> [EXERCISE INSTRUCTIONS]: Return every line from the one with "Target: baseboard trim" through the one with "shown by (301,278).", inclusive, exactly as it appears below.

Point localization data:
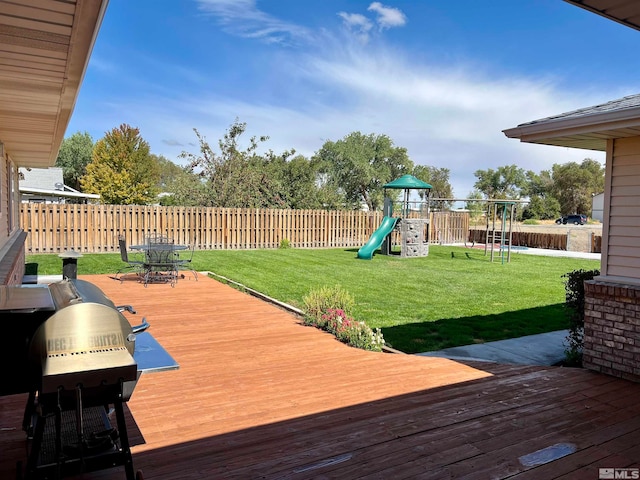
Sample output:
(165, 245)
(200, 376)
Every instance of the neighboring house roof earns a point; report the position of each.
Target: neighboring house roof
(45, 48)
(587, 128)
(626, 12)
(48, 182)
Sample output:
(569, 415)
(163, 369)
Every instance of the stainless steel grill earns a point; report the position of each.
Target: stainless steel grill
(74, 351)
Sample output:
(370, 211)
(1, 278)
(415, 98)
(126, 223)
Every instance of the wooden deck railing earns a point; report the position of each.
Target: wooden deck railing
(54, 228)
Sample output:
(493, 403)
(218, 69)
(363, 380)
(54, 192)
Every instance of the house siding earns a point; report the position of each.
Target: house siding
(623, 238)
(12, 255)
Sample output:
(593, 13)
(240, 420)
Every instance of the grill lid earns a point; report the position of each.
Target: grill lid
(90, 344)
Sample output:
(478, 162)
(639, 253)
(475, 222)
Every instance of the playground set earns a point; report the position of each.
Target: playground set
(413, 223)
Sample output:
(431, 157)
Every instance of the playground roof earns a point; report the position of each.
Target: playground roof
(408, 182)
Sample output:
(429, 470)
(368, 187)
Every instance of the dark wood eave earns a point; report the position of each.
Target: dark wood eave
(589, 132)
(45, 47)
(625, 12)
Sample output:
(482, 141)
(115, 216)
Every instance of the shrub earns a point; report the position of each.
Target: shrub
(318, 302)
(335, 320)
(574, 305)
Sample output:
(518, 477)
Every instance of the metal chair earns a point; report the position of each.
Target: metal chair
(160, 264)
(184, 263)
(136, 265)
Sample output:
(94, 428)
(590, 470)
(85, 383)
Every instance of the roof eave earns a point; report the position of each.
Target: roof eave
(83, 41)
(589, 132)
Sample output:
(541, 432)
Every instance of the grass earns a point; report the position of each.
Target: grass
(455, 296)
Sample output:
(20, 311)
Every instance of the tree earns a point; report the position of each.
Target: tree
(177, 185)
(438, 178)
(504, 183)
(235, 177)
(542, 203)
(476, 208)
(359, 165)
(574, 185)
(73, 157)
(122, 171)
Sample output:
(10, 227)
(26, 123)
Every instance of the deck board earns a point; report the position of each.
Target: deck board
(258, 395)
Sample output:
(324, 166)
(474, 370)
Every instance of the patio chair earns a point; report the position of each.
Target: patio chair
(160, 264)
(185, 263)
(136, 265)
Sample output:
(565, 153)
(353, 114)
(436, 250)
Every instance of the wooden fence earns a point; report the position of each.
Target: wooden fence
(54, 228)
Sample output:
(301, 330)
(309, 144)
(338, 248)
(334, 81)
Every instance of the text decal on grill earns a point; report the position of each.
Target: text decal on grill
(75, 344)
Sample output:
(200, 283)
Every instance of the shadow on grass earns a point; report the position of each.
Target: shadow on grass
(428, 336)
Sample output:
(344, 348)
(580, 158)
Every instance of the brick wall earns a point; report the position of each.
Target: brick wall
(612, 329)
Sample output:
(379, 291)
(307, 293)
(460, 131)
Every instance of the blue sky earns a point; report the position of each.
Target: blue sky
(441, 78)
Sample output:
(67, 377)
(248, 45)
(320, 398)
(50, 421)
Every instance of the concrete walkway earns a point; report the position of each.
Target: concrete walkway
(541, 349)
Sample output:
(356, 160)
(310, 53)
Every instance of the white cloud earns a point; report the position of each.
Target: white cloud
(448, 116)
(388, 16)
(357, 23)
(244, 18)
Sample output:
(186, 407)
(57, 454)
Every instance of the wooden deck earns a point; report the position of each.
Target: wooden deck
(258, 395)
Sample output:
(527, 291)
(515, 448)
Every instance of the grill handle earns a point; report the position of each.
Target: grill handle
(140, 328)
(128, 308)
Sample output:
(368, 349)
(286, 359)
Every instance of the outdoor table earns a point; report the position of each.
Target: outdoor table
(160, 261)
(150, 356)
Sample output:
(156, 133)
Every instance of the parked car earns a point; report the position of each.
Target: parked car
(575, 219)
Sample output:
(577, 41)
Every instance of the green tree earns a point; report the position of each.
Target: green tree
(438, 178)
(122, 171)
(542, 203)
(476, 206)
(505, 182)
(235, 177)
(574, 184)
(359, 165)
(177, 185)
(73, 157)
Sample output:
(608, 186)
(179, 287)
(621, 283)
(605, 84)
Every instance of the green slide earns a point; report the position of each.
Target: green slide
(376, 239)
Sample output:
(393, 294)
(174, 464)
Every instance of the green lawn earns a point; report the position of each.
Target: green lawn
(443, 300)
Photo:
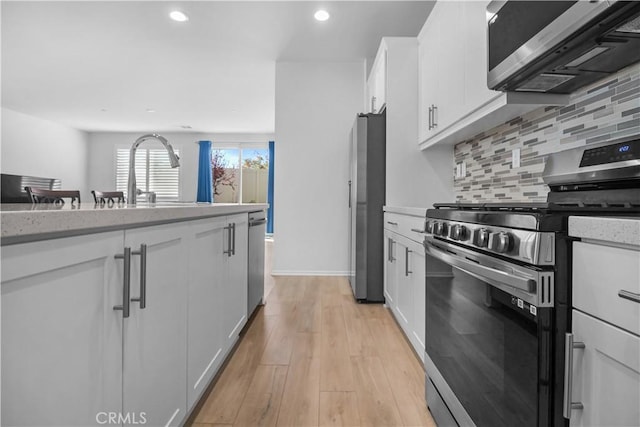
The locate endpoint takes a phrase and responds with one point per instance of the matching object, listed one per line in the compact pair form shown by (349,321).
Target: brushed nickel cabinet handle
(631,296)
(228,251)
(233,228)
(143,276)
(126,285)
(569,345)
(434,109)
(407,251)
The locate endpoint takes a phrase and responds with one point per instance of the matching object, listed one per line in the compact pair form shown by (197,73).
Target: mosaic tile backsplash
(608,109)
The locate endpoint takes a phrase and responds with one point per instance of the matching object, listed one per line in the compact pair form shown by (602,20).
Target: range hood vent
(559,46)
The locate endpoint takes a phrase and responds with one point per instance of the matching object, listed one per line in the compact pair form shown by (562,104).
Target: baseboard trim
(439,274)
(308,273)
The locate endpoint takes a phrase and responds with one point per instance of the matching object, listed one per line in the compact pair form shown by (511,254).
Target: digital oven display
(611,154)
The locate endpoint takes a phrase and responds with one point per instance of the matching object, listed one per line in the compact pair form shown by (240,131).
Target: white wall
(102,155)
(316,105)
(37,147)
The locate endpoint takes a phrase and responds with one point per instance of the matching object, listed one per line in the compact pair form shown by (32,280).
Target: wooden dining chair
(40,195)
(108,197)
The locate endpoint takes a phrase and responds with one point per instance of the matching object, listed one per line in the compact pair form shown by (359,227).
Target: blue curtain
(270,187)
(205,181)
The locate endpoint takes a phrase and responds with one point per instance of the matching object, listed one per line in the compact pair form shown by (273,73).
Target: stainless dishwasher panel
(257,230)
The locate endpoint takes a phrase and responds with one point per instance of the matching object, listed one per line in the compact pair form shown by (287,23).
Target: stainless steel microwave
(559,46)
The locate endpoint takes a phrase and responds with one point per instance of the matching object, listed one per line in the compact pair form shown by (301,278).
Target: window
(240,173)
(153,172)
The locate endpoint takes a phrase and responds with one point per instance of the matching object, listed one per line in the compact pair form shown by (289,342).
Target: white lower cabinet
(606,374)
(205,352)
(61,338)
(155,337)
(70,357)
(390,267)
(417,267)
(234,292)
(405,292)
(606,321)
(404,306)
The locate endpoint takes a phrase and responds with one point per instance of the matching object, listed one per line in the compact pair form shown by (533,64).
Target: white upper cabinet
(455,102)
(377,82)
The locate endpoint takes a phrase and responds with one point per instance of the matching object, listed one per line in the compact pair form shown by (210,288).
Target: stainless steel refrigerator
(366,200)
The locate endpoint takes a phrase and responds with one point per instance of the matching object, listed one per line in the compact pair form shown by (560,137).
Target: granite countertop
(607,229)
(25,222)
(405,210)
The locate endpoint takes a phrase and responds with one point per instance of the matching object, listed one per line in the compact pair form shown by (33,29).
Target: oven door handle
(523,283)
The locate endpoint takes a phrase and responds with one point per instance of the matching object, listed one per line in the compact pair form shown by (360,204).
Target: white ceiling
(98,66)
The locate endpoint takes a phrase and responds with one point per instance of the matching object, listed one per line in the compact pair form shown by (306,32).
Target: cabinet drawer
(600,273)
(606,377)
(405,225)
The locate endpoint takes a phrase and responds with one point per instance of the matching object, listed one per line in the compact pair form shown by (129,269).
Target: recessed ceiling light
(321,15)
(176,15)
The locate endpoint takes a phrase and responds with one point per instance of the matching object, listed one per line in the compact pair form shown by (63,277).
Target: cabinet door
(417,266)
(206,273)
(475,37)
(450,52)
(405,288)
(61,337)
(377,83)
(606,374)
(381,82)
(390,276)
(235,292)
(427,73)
(155,338)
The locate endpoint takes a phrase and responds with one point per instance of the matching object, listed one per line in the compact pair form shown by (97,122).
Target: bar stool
(40,195)
(108,197)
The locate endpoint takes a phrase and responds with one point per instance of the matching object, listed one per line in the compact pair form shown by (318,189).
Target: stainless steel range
(495,328)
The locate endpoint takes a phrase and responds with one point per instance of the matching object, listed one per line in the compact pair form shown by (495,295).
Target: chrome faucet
(132,191)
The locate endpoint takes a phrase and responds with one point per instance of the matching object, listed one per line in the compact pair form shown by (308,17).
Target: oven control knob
(500,242)
(459,232)
(437,228)
(428,227)
(482,237)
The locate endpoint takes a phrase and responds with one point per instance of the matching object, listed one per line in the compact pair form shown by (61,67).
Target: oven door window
(487,349)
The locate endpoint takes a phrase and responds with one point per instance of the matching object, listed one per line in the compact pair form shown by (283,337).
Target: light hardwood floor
(312,356)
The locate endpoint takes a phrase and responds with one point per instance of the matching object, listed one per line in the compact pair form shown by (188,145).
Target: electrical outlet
(515,158)
(461,170)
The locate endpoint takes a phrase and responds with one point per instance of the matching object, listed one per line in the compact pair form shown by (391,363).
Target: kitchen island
(125,310)
(23,222)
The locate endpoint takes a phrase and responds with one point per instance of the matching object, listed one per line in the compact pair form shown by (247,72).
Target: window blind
(153,172)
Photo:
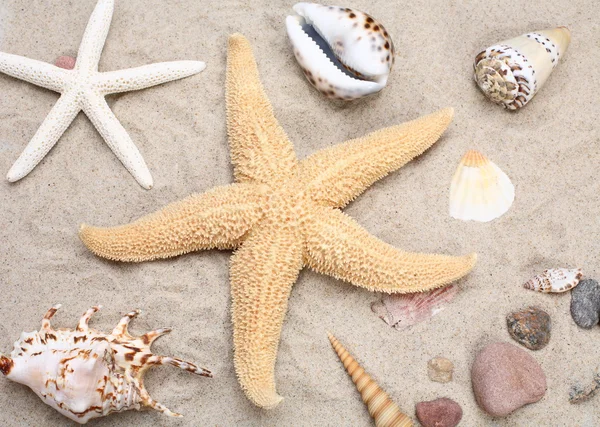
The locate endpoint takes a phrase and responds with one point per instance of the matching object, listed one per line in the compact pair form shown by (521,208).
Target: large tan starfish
(281,215)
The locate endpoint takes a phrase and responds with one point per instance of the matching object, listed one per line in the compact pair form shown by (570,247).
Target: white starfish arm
(146,76)
(100,114)
(35,72)
(94,37)
(54,125)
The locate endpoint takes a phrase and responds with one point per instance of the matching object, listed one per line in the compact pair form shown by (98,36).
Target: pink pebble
(66,62)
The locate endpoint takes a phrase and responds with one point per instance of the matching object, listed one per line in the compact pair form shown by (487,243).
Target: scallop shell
(480,190)
(555,280)
(344,53)
(511,72)
(85,374)
(401,311)
(383,409)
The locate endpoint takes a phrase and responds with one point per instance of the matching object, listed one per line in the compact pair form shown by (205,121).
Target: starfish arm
(54,125)
(146,76)
(337,175)
(337,246)
(218,218)
(117,138)
(94,36)
(35,72)
(262,273)
(260,149)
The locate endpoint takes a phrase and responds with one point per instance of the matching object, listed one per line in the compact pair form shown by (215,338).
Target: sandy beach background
(550,150)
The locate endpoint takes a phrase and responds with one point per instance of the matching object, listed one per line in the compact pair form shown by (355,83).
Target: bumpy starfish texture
(281,215)
(83,89)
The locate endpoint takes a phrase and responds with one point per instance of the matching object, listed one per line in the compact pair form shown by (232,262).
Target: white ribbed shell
(85,374)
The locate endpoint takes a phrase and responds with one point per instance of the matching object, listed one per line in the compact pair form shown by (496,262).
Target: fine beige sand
(550,150)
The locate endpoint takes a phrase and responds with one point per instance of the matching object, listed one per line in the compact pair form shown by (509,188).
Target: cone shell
(344,53)
(383,410)
(511,72)
(555,280)
(480,190)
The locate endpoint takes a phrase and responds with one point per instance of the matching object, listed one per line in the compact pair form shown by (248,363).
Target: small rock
(585,304)
(530,327)
(440,370)
(504,378)
(66,62)
(441,412)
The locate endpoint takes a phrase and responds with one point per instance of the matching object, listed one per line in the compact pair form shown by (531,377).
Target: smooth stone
(442,412)
(440,369)
(505,378)
(530,327)
(585,304)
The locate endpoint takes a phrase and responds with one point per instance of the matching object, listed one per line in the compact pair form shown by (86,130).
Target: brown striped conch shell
(511,72)
(383,409)
(555,280)
(86,374)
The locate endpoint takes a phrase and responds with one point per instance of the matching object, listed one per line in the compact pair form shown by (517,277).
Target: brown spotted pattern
(62,365)
(505,76)
(555,280)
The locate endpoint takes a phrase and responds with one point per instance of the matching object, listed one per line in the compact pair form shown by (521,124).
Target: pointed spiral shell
(383,409)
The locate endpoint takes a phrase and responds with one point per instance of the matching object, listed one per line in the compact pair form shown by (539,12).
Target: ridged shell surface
(344,53)
(85,374)
(402,311)
(480,190)
(383,410)
(555,280)
(511,72)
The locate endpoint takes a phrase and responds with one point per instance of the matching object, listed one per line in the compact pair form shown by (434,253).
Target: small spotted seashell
(511,72)
(555,280)
(85,374)
(344,53)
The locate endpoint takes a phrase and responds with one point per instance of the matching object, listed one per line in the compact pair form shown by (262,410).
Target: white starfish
(84,89)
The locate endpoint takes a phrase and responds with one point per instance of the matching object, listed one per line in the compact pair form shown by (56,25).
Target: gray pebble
(585,303)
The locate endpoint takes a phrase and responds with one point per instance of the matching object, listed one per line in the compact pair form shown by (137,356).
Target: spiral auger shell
(383,409)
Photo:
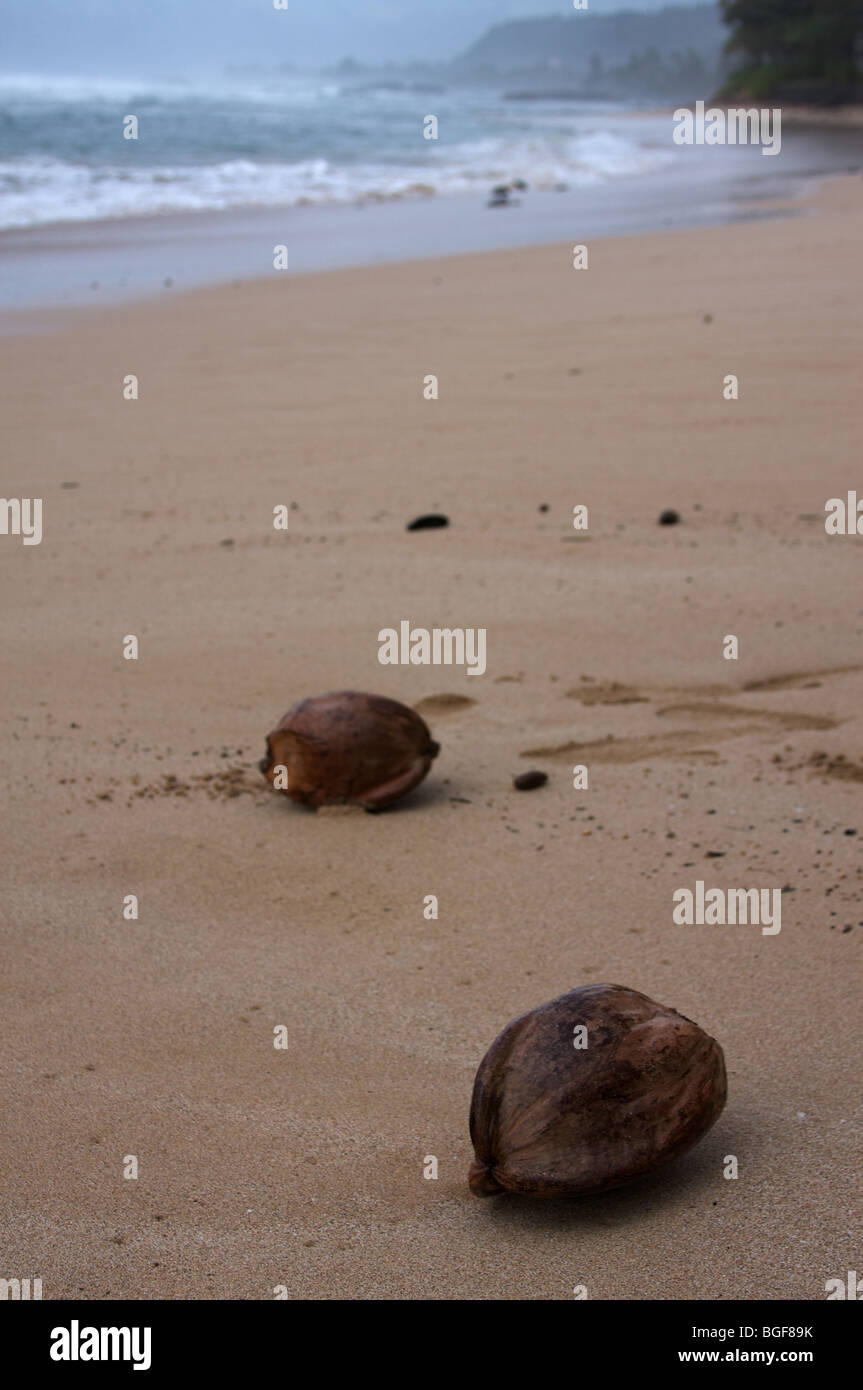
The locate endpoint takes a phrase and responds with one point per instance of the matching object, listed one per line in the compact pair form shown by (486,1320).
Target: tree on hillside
(796,41)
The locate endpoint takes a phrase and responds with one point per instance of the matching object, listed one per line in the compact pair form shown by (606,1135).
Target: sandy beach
(154,1037)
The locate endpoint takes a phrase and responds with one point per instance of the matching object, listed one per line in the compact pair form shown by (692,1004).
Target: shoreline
(81,263)
(153,1037)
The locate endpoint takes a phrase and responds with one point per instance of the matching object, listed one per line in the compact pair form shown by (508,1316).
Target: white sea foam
(281,141)
(39,189)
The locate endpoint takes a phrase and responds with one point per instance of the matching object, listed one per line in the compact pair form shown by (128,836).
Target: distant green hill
(806,50)
(673,52)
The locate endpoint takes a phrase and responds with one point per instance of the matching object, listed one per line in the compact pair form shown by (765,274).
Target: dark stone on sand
(528,781)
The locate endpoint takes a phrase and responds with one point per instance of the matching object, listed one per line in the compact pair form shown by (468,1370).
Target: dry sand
(154,1037)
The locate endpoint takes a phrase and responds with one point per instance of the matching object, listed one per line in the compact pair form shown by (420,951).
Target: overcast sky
(100,38)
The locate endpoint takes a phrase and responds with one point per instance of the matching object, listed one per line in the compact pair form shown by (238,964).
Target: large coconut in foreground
(589,1091)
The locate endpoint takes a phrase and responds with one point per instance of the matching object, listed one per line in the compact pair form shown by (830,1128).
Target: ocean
(288,142)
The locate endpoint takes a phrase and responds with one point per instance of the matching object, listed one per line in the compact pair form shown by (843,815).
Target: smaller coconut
(589,1091)
(348,747)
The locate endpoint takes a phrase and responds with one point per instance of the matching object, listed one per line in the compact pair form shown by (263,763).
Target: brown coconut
(349,747)
(549,1118)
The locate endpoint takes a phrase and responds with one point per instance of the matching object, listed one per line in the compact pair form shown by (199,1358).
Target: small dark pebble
(528,781)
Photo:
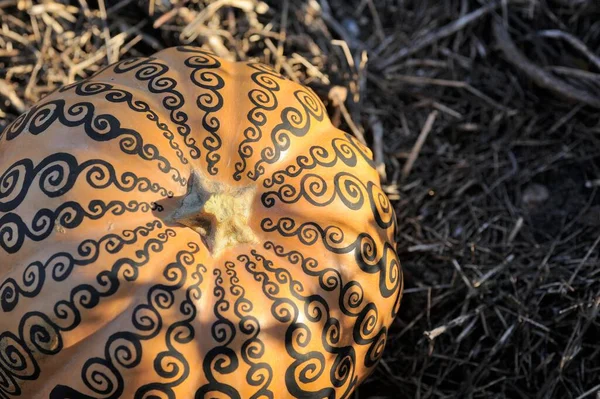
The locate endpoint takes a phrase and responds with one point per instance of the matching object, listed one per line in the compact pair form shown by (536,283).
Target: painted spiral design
(104,296)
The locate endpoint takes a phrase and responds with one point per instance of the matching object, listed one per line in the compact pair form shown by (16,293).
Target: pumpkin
(181,226)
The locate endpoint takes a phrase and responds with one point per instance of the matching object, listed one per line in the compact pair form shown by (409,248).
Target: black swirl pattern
(124,348)
(295,122)
(61,264)
(264,99)
(102,127)
(58,173)
(69,215)
(116,95)
(346,187)
(41,335)
(348,151)
(204,75)
(369,258)
(309,365)
(302,312)
(153,71)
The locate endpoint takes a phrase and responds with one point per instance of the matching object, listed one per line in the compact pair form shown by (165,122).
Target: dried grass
(503,285)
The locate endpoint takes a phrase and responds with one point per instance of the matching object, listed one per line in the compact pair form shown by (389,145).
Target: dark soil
(500,212)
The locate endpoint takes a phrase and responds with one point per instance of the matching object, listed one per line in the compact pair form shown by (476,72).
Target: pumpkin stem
(217,212)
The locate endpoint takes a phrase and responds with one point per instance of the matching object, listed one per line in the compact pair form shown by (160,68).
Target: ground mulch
(484,119)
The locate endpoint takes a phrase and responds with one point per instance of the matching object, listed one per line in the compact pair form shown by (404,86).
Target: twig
(419,144)
(106,32)
(573,41)
(542,78)
(433,37)
(377,130)
(7,91)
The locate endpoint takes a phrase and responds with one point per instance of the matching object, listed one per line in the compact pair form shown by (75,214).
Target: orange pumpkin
(181,226)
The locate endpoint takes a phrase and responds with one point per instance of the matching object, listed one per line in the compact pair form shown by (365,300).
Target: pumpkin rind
(105,294)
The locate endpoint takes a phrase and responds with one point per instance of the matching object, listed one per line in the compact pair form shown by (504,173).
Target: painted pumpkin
(186,227)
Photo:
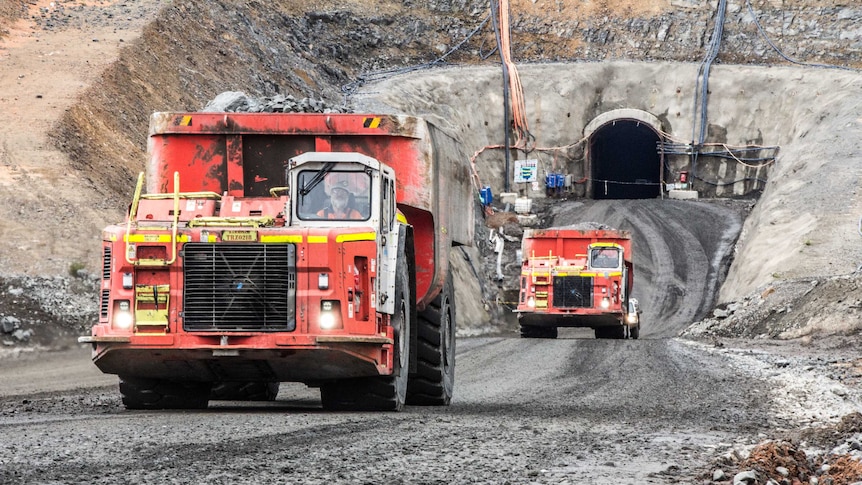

> [OUTPUT OF THE EXERCISE]:
Target: baseboard trim
(439,274)
(308,273)
The locate endpoint takes a phrase and responds with one point per instance of the matching object, listed one per line in the compact pair form shown by (511,254).
Target: digital oven display
(611,154)
The locate endpoint takes a phrase and responds with one point per instance of the matching object, listed one per line in the compact pair form shown by (240,131).
Target: white wall
(102,155)
(316,105)
(37,147)
The locate endpoint takes a phrase and responds with one point per instance of the matching object, listed one per line in the compact pair form shown by (32,280).
Target: wooden dining chair
(40,195)
(108,197)
The locate endpoint takes a phrase and responds with one point per instance of the matching object, listed one per line in the compact pair form shown by (359,227).
Target: blue curtain
(270,187)
(205,181)
The locate endpoint takes a phrase and responds with one point per instance of the matching object, listed one per line in the compact pair form shown by (273,73).
Target: stainless dishwasher panel
(257,230)
The locate endpoint takes a phrase and responds with one point per instance of the matching object, listed one per line in the compact pair form shown by (287,23).
Target: stainless steel microwave
(559,46)
The locate endpoint takes a phrase and responds with one point per instance of the matching object, listed one per line in the compact pair form shown by (301,278).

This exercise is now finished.